* [EXERCISE DESCRIPTION]
Report each line of the items below that contains the string "several", copying every such line in full. Treat uppercase and lowercase as different.

Boundary labeling items:
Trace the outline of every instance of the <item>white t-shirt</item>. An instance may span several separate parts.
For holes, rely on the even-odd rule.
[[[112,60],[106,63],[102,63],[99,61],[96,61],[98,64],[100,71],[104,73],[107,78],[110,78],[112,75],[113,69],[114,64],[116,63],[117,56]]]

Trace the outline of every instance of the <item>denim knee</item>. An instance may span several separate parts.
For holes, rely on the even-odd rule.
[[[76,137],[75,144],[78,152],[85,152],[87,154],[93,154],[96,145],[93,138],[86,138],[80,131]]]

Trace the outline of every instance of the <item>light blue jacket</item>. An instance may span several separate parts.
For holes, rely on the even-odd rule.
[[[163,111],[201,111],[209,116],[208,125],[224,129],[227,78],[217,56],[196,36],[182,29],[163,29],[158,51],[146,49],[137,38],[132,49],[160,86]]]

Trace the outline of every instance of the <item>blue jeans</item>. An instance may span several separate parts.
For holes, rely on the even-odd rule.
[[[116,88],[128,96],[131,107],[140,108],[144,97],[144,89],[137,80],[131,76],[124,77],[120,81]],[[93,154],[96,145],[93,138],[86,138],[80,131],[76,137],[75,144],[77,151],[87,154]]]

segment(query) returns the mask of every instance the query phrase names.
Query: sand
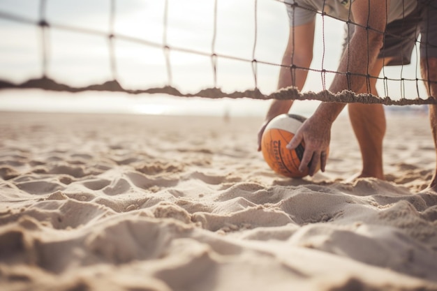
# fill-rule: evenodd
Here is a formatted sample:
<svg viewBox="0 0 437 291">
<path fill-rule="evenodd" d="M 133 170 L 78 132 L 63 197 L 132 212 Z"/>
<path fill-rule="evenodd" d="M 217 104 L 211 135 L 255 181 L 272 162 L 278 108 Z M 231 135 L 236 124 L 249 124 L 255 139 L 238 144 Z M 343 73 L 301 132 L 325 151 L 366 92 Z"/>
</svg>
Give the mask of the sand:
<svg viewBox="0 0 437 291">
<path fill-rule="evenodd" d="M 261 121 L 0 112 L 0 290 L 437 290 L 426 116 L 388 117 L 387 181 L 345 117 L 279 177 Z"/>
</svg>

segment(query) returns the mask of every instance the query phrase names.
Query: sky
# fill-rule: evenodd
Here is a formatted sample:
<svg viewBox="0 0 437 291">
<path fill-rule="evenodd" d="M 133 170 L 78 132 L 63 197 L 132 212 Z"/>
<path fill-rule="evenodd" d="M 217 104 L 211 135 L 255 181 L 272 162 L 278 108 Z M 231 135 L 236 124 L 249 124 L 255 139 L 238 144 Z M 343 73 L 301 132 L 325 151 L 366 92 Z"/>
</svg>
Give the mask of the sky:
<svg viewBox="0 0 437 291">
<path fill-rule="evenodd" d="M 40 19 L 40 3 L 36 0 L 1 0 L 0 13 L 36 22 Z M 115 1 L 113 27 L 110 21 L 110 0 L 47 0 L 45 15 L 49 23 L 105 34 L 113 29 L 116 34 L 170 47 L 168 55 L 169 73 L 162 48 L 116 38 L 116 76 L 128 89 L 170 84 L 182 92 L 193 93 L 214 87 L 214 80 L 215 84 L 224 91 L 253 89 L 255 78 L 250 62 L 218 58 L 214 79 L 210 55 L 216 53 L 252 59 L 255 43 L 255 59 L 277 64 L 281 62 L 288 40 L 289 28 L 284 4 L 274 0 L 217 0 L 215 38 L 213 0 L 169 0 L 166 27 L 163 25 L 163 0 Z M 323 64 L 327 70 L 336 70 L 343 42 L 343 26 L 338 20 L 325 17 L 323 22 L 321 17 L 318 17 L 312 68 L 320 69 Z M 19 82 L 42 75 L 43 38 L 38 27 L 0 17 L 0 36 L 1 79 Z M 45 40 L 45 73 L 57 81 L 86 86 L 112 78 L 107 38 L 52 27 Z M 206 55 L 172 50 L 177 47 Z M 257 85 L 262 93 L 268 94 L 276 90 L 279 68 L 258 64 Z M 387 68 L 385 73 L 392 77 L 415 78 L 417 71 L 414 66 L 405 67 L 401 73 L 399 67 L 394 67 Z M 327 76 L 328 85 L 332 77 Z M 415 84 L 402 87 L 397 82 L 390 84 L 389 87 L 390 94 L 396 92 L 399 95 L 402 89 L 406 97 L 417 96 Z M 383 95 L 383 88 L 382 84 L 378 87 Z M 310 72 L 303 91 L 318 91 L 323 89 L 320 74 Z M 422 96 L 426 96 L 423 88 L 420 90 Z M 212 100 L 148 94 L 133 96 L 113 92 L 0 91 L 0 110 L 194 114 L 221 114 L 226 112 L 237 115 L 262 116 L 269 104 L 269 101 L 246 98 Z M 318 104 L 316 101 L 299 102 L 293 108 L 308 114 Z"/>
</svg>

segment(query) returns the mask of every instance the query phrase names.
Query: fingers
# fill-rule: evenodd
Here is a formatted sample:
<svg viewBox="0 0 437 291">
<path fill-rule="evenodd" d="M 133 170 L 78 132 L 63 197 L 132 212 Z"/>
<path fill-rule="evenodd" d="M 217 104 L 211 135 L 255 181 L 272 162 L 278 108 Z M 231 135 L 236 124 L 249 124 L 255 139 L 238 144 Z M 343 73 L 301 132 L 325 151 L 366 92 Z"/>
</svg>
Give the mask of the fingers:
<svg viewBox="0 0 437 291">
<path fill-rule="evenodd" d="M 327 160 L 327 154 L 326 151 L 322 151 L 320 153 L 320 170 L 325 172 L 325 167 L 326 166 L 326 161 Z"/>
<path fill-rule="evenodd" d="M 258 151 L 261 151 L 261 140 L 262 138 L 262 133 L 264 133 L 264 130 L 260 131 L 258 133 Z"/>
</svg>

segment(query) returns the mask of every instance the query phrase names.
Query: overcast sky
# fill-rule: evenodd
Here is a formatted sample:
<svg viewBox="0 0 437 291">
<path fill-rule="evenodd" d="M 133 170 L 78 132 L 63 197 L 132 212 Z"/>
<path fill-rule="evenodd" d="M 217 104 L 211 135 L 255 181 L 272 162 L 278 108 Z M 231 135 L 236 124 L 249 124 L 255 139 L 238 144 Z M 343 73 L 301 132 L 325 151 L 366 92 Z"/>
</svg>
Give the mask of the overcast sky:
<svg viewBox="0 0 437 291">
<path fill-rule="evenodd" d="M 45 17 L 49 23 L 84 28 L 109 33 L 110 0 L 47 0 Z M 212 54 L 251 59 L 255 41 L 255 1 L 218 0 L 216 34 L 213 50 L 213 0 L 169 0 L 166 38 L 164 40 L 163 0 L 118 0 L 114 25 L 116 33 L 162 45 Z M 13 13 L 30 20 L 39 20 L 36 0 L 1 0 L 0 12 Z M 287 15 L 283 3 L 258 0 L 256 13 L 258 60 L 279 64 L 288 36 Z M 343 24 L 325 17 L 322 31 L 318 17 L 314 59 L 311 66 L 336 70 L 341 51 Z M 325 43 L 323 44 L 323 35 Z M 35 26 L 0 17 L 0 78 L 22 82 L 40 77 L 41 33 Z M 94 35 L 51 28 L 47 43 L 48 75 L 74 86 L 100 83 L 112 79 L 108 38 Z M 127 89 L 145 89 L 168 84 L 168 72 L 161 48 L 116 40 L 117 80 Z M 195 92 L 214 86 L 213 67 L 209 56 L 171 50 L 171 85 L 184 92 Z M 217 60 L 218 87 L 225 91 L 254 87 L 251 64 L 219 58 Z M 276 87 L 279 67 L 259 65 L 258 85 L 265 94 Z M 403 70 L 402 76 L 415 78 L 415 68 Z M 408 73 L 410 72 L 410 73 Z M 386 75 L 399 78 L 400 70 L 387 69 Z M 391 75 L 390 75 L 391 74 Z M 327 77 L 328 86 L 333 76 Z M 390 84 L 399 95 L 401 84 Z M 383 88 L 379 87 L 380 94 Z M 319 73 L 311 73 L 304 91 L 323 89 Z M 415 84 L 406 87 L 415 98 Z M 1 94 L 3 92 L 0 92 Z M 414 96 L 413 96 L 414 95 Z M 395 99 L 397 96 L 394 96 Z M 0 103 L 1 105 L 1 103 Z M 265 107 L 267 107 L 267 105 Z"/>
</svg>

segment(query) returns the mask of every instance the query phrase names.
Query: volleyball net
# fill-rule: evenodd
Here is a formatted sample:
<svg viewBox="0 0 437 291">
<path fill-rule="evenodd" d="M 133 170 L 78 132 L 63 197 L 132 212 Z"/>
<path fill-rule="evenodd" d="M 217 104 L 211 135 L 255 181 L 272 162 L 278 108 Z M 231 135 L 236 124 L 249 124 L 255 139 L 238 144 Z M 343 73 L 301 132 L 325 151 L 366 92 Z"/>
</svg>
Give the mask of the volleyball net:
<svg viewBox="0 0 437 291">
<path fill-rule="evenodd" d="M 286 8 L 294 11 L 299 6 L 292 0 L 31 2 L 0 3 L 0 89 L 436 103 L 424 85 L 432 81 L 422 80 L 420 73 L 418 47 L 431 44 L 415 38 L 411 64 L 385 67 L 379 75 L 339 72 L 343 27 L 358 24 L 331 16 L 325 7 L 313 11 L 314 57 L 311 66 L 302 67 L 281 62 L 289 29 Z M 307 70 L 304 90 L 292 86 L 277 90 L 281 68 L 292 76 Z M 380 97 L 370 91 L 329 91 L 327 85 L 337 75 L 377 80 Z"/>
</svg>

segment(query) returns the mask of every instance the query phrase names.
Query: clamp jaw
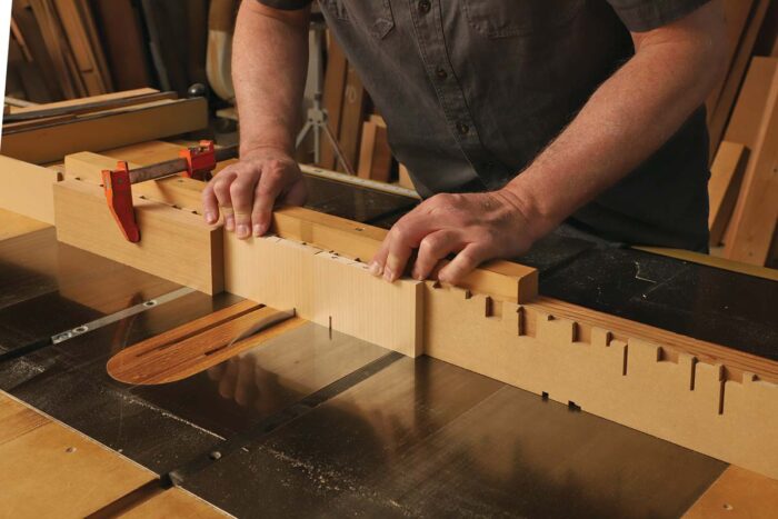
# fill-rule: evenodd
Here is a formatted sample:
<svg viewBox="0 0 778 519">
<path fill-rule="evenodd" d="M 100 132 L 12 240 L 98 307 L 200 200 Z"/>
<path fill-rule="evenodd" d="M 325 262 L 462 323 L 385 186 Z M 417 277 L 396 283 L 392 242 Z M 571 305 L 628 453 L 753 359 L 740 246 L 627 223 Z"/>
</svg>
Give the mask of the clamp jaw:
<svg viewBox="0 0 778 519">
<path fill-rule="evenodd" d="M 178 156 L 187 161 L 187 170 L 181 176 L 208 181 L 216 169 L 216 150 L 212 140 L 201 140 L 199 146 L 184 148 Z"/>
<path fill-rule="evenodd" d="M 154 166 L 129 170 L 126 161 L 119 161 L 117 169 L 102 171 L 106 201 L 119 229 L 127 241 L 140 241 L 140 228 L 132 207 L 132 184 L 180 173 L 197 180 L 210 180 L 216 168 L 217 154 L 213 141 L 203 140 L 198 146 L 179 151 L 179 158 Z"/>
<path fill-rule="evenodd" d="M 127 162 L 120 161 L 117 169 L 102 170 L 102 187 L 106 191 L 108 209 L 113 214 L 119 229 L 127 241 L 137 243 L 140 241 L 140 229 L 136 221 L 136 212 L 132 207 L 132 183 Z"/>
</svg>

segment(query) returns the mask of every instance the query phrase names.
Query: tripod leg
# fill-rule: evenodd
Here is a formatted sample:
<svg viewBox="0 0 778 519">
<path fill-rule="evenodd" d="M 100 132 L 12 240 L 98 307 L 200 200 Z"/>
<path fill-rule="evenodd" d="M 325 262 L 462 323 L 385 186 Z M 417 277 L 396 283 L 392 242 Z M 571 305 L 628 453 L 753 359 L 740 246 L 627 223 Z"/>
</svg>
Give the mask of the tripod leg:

---

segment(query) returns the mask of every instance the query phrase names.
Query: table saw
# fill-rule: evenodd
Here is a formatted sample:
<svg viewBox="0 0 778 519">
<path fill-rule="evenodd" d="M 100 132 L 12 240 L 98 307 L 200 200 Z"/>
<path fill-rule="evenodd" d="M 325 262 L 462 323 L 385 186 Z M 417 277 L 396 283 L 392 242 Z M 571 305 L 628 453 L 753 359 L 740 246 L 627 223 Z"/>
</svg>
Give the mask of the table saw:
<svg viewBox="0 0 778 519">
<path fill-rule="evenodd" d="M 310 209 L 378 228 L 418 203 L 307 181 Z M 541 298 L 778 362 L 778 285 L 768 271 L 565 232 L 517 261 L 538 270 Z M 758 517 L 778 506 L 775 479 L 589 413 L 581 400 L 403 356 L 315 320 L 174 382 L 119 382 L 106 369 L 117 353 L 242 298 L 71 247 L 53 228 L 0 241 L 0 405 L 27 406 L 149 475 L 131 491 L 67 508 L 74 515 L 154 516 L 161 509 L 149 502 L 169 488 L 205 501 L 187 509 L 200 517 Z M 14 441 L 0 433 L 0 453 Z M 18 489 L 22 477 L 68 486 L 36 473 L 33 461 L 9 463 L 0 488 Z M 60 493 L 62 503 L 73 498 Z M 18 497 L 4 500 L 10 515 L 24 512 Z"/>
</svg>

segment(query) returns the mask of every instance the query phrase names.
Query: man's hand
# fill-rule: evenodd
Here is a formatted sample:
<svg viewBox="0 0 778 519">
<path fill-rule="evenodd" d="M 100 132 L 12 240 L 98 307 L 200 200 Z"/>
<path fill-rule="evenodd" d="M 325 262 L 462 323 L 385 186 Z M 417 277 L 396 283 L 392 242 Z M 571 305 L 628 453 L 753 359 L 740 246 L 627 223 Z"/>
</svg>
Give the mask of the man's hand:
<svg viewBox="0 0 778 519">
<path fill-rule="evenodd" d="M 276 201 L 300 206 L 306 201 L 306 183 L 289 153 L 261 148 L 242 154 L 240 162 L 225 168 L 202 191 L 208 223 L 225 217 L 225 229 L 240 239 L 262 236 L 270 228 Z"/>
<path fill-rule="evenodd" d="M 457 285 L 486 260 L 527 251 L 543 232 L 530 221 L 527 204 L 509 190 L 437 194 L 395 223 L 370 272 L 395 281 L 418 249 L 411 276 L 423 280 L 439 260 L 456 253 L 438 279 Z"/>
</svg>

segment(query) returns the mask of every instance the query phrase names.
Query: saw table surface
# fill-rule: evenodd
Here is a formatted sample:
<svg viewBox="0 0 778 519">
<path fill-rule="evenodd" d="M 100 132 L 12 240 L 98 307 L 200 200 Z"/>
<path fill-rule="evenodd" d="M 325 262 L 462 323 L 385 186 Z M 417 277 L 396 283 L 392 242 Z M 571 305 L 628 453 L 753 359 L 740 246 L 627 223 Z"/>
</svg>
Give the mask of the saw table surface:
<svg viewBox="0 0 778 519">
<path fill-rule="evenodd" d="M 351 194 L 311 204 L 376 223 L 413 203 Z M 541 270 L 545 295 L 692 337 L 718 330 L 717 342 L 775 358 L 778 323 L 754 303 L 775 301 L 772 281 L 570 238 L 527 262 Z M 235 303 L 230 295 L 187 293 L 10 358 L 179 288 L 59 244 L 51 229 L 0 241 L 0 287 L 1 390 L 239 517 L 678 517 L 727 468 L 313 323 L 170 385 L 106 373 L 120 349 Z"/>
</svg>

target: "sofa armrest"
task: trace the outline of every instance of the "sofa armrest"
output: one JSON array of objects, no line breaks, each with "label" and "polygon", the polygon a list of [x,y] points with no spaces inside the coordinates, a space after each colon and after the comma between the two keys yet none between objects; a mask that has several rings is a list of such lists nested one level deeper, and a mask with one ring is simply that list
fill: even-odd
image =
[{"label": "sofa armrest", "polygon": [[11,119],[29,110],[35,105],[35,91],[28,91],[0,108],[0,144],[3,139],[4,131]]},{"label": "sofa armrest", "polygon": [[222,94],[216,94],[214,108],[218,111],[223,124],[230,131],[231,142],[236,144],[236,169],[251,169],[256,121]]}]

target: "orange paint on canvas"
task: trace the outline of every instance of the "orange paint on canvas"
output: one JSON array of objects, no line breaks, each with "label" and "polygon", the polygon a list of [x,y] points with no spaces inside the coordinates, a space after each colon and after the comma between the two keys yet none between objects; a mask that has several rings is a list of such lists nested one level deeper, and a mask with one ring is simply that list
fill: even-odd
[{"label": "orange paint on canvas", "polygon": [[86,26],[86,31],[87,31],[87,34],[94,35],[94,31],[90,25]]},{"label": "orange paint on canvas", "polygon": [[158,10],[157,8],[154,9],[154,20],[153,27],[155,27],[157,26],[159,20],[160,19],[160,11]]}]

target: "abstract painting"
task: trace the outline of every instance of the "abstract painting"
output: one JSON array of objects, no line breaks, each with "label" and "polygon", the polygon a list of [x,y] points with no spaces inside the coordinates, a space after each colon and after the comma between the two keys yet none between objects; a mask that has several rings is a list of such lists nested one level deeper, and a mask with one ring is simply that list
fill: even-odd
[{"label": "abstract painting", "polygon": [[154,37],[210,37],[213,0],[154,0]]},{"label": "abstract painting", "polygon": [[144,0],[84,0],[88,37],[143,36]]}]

* [CORRECT RESULT]
Trace the outline of every instance of the <item>white t-shirt</item>. An instance may span several separate parts.
Trace the outline of every instance of the <item>denim knee</item>. An instance may span several separate parts.
Trace the outline of every instance of the <item>light blue jacket</item>. An instance may span several separate parts.
Trace the outline of every instance of the <item>blue jeans</item>. An instance may span several separate parts.
output: one JSON array of objects, no line breaks, each with "label" and "polygon", the polygon a list of [x,y] points with no spaces inside the coordinates, a space after each colon and after the comma between the two keys yet none between objects; a mask that has several rings is a list of such lists nested one level deeper, and a mask with one ring is simply that list
output: one JSON array of objects, no line breaks, each with "label" and "polygon", the polygon a list of [x,y] points with no spaces inside the coordinates, a space after each colon and after the comma between the two keys yet none between objects; a mask that has several rings is a list of such lists nested one level deeper, and a mask with one ring is simply that list
output: one JSON array of objects, no line breaks, each with "label" and "polygon", the polygon a list of [x,y] points with no spaces inside the coordinates, a space after each colon and after the comma between the two keys yet none between objects; a mask that has several rings is a list of such lists nested one level deeper, and a mask with one ring is simply that list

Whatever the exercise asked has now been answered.